### Requirement 1
Translate this sentence from the passage on early cooking into Spanish: "Generally, scientists look for evidence that people were controlling fire."
### Requirement 2
Reproduce word for word the part of the passage on early cooking between "The timing is" and "tools, for example.", inclusive.

The timing is uncertain, but evidence suggests people were cooking food at least 50,000 years ago and as early as 2 million years ago. This evidence comes from two fields: Archaeology and biology.

One piece of archaeological evidence for cooking is cooked starch grains found in dental calculus, or hardened dental plaque. "People can find it in teeth that are 50,000 years old," said Richard Wrangham, a retired professor of biological anthropology at Harvard University and the author of "Catching Fire: How Cooking Made Us Human" (Basic Books, 2009).

But earlier than that, the evidence is less clear. Generally, scientists look for evidence that people were controlling fire. But evidence of controlled fire isn't necessarily evidence of cooking; — people could have used that fire for heat or to make tools, for example.

"There's evidence of fire all the way through the archaeological record," said Bethan Linscott, an archaeological geochemist at the University of Oxford. "But the problem is distinguishing whether it was controlled fire or fire that was scavenged — you have a wildfire moving through the landscape and you have hominins who are able to pick up a smoldering twig and take advantage of that in order to maybe process tools or cook."

Related: When did humans discover how to use fire?

"One of the key things when you're looking for evidence of fire control is an actual combustion structure — so maybe having stones arranged in a circle and then some ash in the middle, maybe some phytoliths [silica structures left by long-dead plants] and burnt artifacts and things," Linscott said.

### Information provided
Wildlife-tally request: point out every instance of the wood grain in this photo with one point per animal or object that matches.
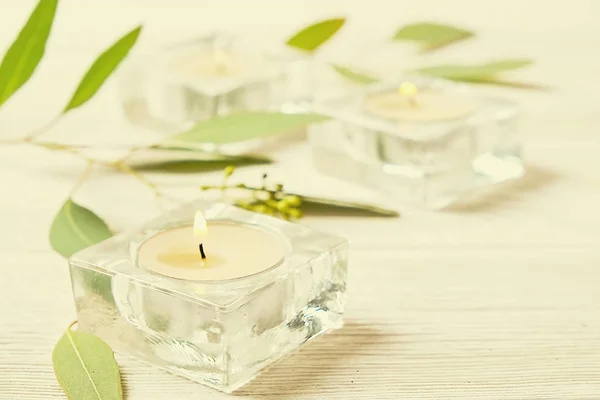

### Answer box 1
En general, los científicos buscan pruebas de que las personas controlaban el fuego.

### Answer box 2
The timing is uncertain, but evidence suggests people were cooking food at least 50,000 years ago and as early as 2 million years ago. This evidence comes from two fields: Archaeology and biology.

One piece of archaeological evidence for cooking is cooked starch grains found in dental calculus, or hardened dental plaque. "People can find it in teeth that are 50,000 years old," said Richard Wrangham, a retired professor of biological anthropology at Harvard University and the author of "Catching Fire: How Cooking Made Us Human" (Basic Books, 2009).

But earlier than that, the evidence is less clear. Generally, scientists look for evidence that people were controlling fire. But evidence of controlled fire isn't necessarily evidence of cooking; — people could have used that fire for heat or to make tools, for example.